◆ SÉRIE D'EXERCICES:
1. D'après le texte sur la cabane d'Arnassant, en quelle année le mécanisme du contrôleur de ronde a-t-il été breveté ?
2. Selon le texte sur la cabane d'Arnassant, pourquoi le secteur de Pont L'abbé était-il stratégique à l'époque ?
3. Mettez à jour le passage du texte sur la cabane d'Arnassant qui commence par « La bâtisse est » et se termine par « notamment les douanes. », en remplaçant « fonctionnaire » par « gardien ».

Cabane d'Arnassant
Le fantôme
Cette ancienne petite bâtisse est située dans les salins du midi, sur la vieille chaussée de Beauregard qui reliait jadis Aigues-Mortes au Fort de Peccais. L’édifice est positionné en bord de chemin, sur un axe Nord Sud au lieu dit de Pont L’abbé (ou de la tynche). Le secteur était stratégique à l’époque, car situé au point de jonction entre trois étangs: Caytives, la ville et le Roy. Des travaux modernes sur la chaussée et le chemin ont effacés toute trace de l’ensemble du bâtiment, empêchant l’estimation de sa superficie d’origine.
La bâtisse est à l’état de ruine de nos jours, seules les fondations et le bas de mur sud sont encore visibles. La présence d’un support métallique scellé à hauteur d’homme à côté de l’ancienne porte, atteste que la structure d’origine était destinée à un usage douanier. Cette pièce en fonte griffée « Château Frères & Cie – DE COLLIN ET WAGNER » nous informe sur la fonction de l’objet. Il s’agit de la partie fixe d’un contrôleur de ronde permettant le pointage régulier d’un veilleur surveillant le secteur. Le fonctionnaire transportait sur lui un mécanisme d’horlogerie, qu’il insérait dans la partie fixe, permettant ainsi de faire tourner un disque qui était poinçonné à chaque passage. Ce mécanisme breveté en 1854 dû connaitre un certain succès car en 1870 le catalogue du fabricant dénombre environ 300 clients, en grande partie liés à l’administration et notamment les douanes.
Avant l’installation de ce mécanisme, le bâtiment était déjà à vocation militaire. lors de la réorganisation des services des douanes d’Aigues-Mortes en 1846, celle ci touche entre autre la brigade ambulante de Pont L’abbé (1). En se référant aux photographies représentant d’anciennes cabanes de douaniers, dont beaucoup ont été conservées dans le Finistère, on comprends que la cabane n’était pas très vaste. Il s’agissait d’une petite bâtisse destinée à des haltes courtes, où après avoir poinçonné le rondier de visite, on se reposait probablement lors d’un repas tout en se protégeant des intempéries après les interminables rondes de surveillance dans les salins. Une célèbre toile du peintre Monet de 1882, « La cabane des douaniers », nous donne une bonne idée sur ce que devait être notre petite bâtisse.

◆ DONNÉES FOURNIES:
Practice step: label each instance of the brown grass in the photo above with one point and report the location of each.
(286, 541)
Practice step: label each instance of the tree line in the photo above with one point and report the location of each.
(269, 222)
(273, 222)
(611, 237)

◆ RÉPONSES NUMÉROTÉES:
1. En 1854.

2. Le secteur était stratégique parce qu'il se trouvait au point de jonction entre trois étangs : Caytives, la ville et le Roy.

3.
La bâtisse est à l’état de ruine de nos jours, seules les fondations et le bas de mur sud sont encore visibles. La présence d’un support métallique scellé à hauteur d’homme à côté de l’ancienne porte, atteste que la structure d’origine était destinée à un usage douanier. Cette pièce en fonte griffée « Château Frères & Cie – DE COLLIN ET WAGNER » nous informe sur la fonction de l’objet. Il s’agit de la partie fixe d’un contrôleur de ronde permettant le pointage régulier d’un veilleur surveillant le secteur. Le gardien transportait sur lui un mécanisme d’horlogerie, qu’il insérait dans la partie fixe, permettant ainsi de faire tourner un disque qui était poinçonné à chaque passage. Ce mécanisme breveté en 1854 dû connaitre un certain succès car en 1870 le catalogue du fabricant dénombre environ 300 clients, en grande partie liés à l’administration et notamment les douanes.